● Text
Posts Tagged ‘credit scores’

Credit Score Changes Affect Mortgage Qualifying

Saturday, October 2nd, 2010

Credit score formulas have recently changed affecting mortgage quotes and the qualification of borrowers when financing a home purchase or refinance . Here are the main changes:

1. Ratio of Balance to Limit

The ratio of account balance to the amount of credit available appears to have more influence on the credit score formula. The less credit available that a borrower has on credit cards, the lower the score would be. More available credit would mean a better score. This change could have a broad impact on credit scores used by mortgage lenders to qualifying borrowers, if credit card issuers implement more cuts on their maximum limits. It doesn’t matter if an account has a balance or not, credit scores may drop if the available credit limit is lowered.

2. Number of Credit Accounts

It used to be that having too many open credit card accounts was viewed as a negative factor. However, it appears that has been reversed, provided that the accounts have not been delinquent or overused. Now, having more open and active accounts could have a positive effect on credit scores under the new scoring system. More credit card lenders can close seldom used accounts, which is a potentially negative effect. From a mortgage lenders perspective, underwriters will also have to change how they view borrower credit files.

● Requests
(A) Could you retype the part of the credit score post starting with "1. Ratio of" and going on through "limit is lowered."?
(B) Can you continue the credit score post from where it stops?

● Raw records
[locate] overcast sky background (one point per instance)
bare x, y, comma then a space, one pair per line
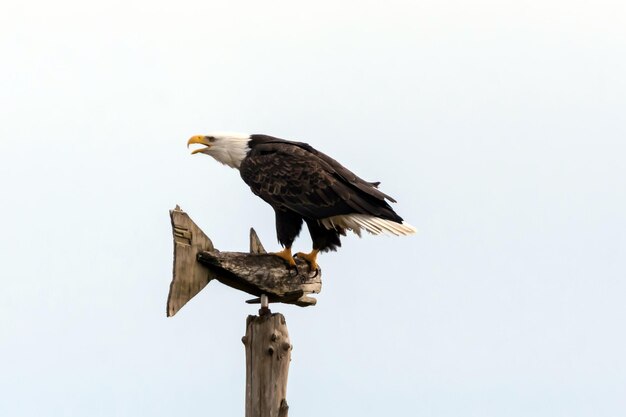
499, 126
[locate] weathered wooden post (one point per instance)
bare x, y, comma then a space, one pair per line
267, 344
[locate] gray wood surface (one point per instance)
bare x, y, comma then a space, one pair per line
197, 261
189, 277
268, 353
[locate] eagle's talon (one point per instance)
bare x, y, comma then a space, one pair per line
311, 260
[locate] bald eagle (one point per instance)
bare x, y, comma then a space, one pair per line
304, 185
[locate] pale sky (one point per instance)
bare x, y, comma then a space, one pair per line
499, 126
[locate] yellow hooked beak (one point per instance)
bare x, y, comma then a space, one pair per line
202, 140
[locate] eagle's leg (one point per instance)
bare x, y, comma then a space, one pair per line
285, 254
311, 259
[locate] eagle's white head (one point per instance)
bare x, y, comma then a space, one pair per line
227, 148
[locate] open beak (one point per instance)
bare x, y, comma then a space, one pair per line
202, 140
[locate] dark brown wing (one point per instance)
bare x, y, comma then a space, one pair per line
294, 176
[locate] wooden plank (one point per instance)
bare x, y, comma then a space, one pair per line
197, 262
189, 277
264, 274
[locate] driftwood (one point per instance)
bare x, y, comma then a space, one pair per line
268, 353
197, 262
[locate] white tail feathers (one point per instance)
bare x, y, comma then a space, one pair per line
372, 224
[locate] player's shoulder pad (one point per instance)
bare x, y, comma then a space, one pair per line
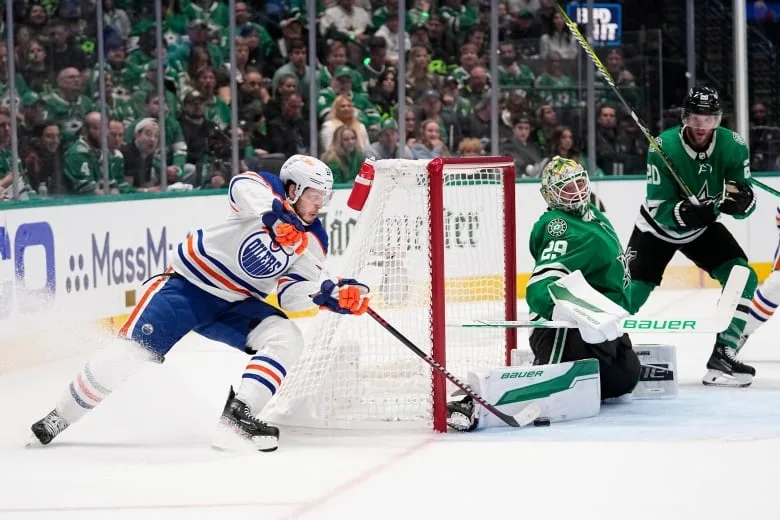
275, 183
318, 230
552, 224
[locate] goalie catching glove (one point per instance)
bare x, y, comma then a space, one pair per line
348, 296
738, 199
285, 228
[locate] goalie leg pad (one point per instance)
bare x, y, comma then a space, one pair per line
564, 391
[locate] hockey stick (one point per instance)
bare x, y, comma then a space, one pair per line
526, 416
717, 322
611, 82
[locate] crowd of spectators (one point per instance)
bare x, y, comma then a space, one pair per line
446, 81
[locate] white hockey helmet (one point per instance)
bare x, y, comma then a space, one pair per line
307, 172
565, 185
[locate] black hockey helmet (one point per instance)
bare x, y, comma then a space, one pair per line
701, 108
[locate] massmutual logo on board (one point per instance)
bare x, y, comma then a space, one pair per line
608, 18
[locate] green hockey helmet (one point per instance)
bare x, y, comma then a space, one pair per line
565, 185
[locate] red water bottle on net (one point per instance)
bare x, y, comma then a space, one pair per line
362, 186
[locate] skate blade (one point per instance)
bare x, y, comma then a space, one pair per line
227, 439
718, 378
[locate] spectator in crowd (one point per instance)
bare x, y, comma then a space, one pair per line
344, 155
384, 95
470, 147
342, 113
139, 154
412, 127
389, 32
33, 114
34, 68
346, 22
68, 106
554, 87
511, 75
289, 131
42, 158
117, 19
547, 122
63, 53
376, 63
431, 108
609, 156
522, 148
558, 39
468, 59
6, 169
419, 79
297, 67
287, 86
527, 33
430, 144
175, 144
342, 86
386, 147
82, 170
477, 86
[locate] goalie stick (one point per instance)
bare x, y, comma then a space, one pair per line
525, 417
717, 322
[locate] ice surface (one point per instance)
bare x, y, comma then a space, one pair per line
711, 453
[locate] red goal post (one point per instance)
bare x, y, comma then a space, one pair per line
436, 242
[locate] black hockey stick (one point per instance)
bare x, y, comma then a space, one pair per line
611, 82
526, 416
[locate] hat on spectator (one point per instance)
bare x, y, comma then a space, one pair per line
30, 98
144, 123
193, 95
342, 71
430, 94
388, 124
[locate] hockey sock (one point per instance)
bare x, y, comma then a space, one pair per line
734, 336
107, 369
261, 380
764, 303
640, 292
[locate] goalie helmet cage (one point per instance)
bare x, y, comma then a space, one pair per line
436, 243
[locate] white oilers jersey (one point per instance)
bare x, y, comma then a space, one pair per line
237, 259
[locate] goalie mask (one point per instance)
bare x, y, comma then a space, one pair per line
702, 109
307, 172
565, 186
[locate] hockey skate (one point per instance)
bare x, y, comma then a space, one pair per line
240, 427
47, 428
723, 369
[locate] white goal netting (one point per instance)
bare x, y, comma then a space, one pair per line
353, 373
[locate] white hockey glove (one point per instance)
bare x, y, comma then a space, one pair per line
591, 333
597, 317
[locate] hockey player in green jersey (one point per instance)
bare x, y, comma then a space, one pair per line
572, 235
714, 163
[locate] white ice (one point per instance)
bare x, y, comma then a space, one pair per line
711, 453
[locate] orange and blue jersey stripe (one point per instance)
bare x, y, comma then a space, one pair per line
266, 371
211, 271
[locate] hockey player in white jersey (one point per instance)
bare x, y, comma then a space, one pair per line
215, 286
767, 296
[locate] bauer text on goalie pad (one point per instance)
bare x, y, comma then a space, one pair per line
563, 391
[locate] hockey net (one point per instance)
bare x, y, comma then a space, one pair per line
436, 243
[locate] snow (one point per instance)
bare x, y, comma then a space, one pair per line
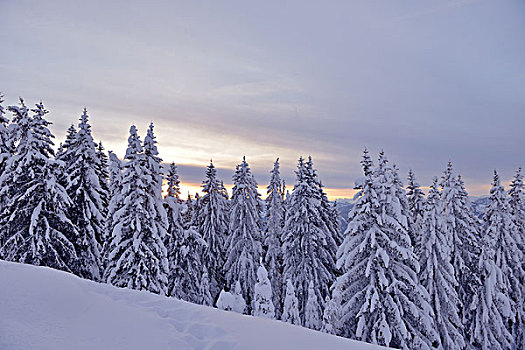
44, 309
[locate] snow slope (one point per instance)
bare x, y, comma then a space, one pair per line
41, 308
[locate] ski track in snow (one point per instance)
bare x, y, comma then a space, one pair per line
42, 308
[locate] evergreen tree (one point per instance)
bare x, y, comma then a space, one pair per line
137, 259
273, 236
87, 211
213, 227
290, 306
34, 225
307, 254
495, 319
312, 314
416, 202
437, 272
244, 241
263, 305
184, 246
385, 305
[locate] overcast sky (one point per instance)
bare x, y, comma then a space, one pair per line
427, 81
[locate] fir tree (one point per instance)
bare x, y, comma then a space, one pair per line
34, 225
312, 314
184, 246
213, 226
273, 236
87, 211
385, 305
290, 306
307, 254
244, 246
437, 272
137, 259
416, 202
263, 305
---
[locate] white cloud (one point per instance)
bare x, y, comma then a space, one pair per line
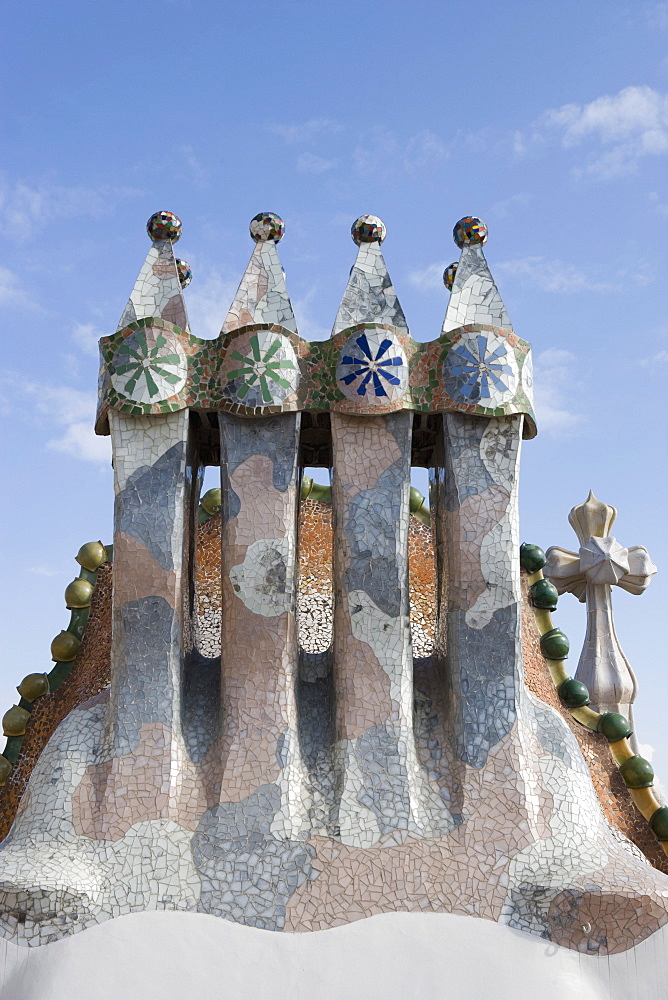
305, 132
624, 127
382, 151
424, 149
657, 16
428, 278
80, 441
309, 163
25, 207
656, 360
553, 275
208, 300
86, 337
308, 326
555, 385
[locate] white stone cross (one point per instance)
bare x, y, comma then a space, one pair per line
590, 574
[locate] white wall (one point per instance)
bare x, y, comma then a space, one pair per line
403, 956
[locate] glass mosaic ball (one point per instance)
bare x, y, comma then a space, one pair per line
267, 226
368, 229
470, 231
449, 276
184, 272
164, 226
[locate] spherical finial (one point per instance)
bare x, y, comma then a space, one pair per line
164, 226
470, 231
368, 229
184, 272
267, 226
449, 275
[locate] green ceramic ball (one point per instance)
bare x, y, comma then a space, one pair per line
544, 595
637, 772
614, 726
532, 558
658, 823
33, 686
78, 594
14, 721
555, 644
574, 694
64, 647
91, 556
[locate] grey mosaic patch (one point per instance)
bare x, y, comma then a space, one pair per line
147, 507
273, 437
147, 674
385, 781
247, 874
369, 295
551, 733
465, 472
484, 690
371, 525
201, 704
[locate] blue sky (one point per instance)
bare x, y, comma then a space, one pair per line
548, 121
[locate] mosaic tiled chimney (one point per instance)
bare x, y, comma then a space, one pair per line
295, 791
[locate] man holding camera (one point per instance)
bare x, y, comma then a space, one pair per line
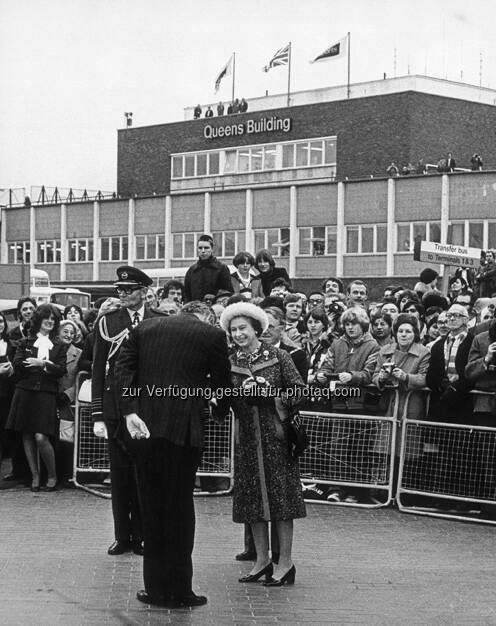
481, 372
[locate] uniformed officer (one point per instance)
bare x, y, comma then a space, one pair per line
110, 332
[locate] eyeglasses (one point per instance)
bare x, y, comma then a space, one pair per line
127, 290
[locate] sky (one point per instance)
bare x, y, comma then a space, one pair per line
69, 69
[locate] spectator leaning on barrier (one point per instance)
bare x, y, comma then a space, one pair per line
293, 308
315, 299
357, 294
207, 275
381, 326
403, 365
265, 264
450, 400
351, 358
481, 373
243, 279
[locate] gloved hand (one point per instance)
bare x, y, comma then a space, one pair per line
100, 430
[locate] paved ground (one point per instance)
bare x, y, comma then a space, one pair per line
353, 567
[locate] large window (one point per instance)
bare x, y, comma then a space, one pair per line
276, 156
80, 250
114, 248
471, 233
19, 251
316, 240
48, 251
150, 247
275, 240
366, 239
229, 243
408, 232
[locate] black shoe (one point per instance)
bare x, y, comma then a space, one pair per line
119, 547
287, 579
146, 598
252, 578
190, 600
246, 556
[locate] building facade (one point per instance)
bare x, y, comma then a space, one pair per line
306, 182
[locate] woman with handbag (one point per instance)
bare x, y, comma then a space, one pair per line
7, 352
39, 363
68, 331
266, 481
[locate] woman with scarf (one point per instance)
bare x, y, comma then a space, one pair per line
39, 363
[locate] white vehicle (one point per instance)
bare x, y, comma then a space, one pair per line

● Answer set
(A)
1. Ratio of Balance to Limit

The ratio of account balance to the amount of credit available appears to have more influence on the credit score formula. The less credit available that a borrower has on credit cards, the lower the score would be. More available credit would mean a better score. This change could have a broad impact on credit scores used by mortgage lenders to qualifying borrowers, if credit card issuers implement more cuts on their maximum limits. It doesn’t matter if an account has a balance or not, credit scores may drop if the available credit limit is lowered.

(B)
3. Isolated Issues Counted Less

The new credit score model will apparently be more forgiving to mortgage borrowers who only have one major negative problem on their credit report. The scoring model calculates the severity and frequency of negative credit items. Depending on the item reported, isolated problems will have less impact on credit scores, as opposed to continuous and recurring late payments and delinquencies. The potential upside of this change is that good borrowers will not be lumped into a category of repeat offenders.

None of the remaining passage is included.